• ENTRIES SHOWN:
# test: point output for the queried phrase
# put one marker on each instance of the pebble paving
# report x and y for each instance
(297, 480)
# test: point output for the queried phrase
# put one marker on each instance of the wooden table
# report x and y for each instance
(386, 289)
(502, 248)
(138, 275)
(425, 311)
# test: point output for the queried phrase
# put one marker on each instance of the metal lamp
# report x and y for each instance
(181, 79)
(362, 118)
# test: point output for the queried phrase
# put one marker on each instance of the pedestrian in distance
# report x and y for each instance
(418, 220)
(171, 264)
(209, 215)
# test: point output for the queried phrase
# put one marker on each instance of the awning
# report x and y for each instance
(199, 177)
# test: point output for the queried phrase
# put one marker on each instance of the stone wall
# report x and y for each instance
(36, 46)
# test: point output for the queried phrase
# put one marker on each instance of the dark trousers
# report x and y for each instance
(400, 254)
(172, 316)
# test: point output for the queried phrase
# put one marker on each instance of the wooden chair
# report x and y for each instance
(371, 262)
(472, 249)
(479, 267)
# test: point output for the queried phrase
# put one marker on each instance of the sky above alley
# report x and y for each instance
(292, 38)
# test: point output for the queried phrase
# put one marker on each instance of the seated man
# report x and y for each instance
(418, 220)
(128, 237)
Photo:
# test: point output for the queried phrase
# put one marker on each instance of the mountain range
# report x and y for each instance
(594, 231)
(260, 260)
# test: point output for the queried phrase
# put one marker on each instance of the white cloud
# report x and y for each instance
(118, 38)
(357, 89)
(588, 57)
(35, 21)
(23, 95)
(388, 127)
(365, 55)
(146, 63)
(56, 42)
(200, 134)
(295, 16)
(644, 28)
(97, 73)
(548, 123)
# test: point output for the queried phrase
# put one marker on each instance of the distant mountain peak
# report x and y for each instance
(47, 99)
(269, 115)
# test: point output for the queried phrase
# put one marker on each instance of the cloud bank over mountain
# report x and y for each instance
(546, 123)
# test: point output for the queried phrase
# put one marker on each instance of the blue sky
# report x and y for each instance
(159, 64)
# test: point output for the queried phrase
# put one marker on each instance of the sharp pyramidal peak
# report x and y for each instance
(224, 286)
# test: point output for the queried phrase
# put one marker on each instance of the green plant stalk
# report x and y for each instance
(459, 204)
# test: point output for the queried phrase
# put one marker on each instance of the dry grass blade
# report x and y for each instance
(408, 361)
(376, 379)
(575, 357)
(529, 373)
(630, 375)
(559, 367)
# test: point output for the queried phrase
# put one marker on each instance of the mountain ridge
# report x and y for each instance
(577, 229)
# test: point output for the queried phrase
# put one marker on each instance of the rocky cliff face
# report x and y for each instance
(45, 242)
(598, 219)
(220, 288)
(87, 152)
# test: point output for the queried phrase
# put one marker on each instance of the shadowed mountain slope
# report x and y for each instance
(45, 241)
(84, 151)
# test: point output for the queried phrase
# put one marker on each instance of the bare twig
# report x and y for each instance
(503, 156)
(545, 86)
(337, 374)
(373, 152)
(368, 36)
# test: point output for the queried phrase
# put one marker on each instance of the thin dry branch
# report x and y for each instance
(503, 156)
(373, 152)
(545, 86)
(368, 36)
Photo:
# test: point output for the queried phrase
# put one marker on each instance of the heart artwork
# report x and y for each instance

• STATED PROBLEM:
Please tally the lines above that contain the string "peak", matching case exactly, and reply with the number alone.

• EXERCISE SOLUTION:
2